Da forma mais realista possível, Freud e Melanie Klein fizeram, a partir da observação de crianças, a descoberta da sexualidade infantil. Hoje diríamos que o último ser mal descrito em suas ânsias e euforias, em sua dor e em seu gozo, é o homem. Ninguém entende esse tal de masculino. O que é um macho é uma questão que se coloca quase diariamente.
Quando Freud colocou a inveja do pênis, postulou simbolicamente a inveja da força e do poder. E os homens, o que será que eles procuram ao buscar a plenitude da química afetiva bem vivida?
Fui assistir à peça "O Homem da Tarja Preta", de Contardo Calligaris. Estou lendo o livro "Le Désir et la Putain", de Elsa Cayat e Antonio Fischetti, sobre o qual a editora da Universidade de Brasília pediu um parecer. Ele deve ser publicado e traduzido? De novo me embrenhei nos caminhos perdidos, mal descritos, da floresta de emoções da sexualidade masculina -e a resposta é sim.
Separar a sexualidade masculina dos conceitos de força, poder e violência, historicamente atribuídos ao homem, é uma tarefa tão complexa quanto separar a fada da bruxa, da mãe, da libertina. No tocante à mulher, o trabalho já foi feito.

- Trechos da listagem
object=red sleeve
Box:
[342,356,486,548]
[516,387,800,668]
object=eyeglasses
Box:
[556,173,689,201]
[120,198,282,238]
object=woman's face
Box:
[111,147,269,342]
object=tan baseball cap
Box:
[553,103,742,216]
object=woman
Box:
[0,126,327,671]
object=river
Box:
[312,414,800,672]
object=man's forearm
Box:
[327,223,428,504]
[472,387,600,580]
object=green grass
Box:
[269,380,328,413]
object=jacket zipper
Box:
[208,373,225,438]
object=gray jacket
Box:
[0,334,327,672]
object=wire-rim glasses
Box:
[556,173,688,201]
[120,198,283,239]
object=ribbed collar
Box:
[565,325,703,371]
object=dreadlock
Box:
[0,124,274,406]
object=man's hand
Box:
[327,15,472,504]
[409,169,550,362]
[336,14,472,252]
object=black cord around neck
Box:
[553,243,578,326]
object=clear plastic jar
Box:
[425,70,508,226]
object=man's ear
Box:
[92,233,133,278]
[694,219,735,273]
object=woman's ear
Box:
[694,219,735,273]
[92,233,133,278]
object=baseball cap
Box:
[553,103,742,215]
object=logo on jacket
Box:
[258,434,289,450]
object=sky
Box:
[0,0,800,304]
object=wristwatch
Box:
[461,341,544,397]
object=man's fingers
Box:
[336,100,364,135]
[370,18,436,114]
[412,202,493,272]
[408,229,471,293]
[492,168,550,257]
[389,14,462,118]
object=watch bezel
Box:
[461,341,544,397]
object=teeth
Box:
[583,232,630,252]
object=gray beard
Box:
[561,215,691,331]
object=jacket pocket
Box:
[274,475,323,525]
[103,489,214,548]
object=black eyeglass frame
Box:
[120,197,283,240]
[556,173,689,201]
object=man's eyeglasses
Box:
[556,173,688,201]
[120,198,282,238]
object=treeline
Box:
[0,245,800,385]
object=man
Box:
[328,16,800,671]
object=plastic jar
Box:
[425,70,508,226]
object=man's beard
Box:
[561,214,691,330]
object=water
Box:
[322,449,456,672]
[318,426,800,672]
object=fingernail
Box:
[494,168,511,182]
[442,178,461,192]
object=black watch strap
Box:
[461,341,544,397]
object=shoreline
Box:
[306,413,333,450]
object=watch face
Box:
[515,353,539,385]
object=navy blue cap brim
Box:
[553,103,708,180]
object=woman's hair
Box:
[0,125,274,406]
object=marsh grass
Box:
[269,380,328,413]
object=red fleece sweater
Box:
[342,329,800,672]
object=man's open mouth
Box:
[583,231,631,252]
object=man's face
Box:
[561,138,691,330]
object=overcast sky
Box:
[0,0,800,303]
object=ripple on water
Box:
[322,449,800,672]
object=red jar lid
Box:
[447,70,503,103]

- Tarefas a cumprir
• A. Reescreva a listagem, rótulos incluídos, com cada coordenada das caixas deslocada em -72, abrangendo tudo o que vai da linha que contém "object=jacket zipper" até o fim da listagem, com as duas pontas incluídas.
• B. Prossiga o texto sobre a sexualidade masculina a partir do ponto em que ele termina.

- Respostas
• A.
object=jacket zipper
Box:
[136,301,153,366]
object=gray jacket
Box:
[-72,262,255,600]
object=wire-rim glasses
Box:
[484,101,616,129]
[48,126,211,167]
object=ribbed collar
Box:
[493,253,631,299]
object=dreadlock
Box:
[-72,52,202,334]
object=man's hand
Box:
[255,-57,400,432]
[337,97,478,290]
[264,-58,400,180]
object=black cord around neck
Box:
[481,171,506,254]
object=clear plastic jar
Box:
[353,-2,436,154]
object=man's ear
Box:
[20,161,61,206]
[622,147,663,201]
object=woman's ear
Box:
[622,147,663,201]
[20,161,61,206]
object=baseball cap
Box:
[481,31,670,143]
object=logo on jacket
Box:
[186,362,217,378]
object=sky
Box:
[-72,-72,728,232]
object=wristwatch
Box:
[389,269,472,325]
object=man's fingers
Box:
[264,28,292,63]
[298,-54,364,42]
[340,130,421,200]
[336,157,399,221]
[420,96,478,185]
[317,-58,390,46]
object=watch bezel
Box:
[389,269,472,325]
object=teeth
Box:
[511,160,558,180]
object=gray beard
Box:
[489,143,619,259]
object=jacket pocket
Box:
[202,403,251,453]
[31,417,142,476]
object=black eyeglass frame
Box:
[48,125,211,168]
[484,101,617,129]
object=man's eyeglasses
Box:
[484,101,616,129]
[48,126,210,166]
object=treeline
Box:
[-72,173,728,313]
object=man
Box:
[256,-56,728,599]
object=plastic jar
Box:
[353,-2,436,154]
object=man's beard
Box:
[489,142,619,258]
object=water
Box:
[250,377,384,600]
[246,354,728,600]
object=fingernail
Box:
[422,96,439,110]
[370,106,389,120]
object=black watch strap
Box:
[389,269,472,325]
object=shoreline
Box:
[234,341,261,378]
object=watch face
Box:
[443,281,467,313]
object=navy blue cap brim
Box:
[481,31,636,108]
object=woman's hair
Box:
[-72,53,202,334]
object=marsh grass
Box:
[197,308,256,341]
object=red fleece sweater
Box:
[270,257,728,600]
object=man's open mouth
Box:
[511,159,559,180]
object=man's face
Box:
[489,66,619,258]
object=overcast sky
Box:
[-72,-72,728,231]
object=ripple on water
Box:
[250,377,728,600]
object=red jar lid
Box:
[375,-2,431,31]

• B.
Mães, irmãs e filhas podem se excitar, desejar e gozar. E os homens, podem pôr em público a ternura, sem se emascularem?
Agora é hora de inventar novos esquemas de brincar, de fazer de conta, que preparem homens que não precisam se sentir femininos para fazer um cafuné e mulheres que não precisam largar a ternura só porque ganham para se sustentar. É só você entrar numa loja de brinquedos para ver que a questão não está resolvida, a não ser na prateleira de jogos eletrônicos.


ANNA VERONICA MAUTNER , psicanalista da Sociedade Brasileira de Psicanálise de São Paulo, é autora de "Cotidiano nas Entrelinhas" (ed. Ágora)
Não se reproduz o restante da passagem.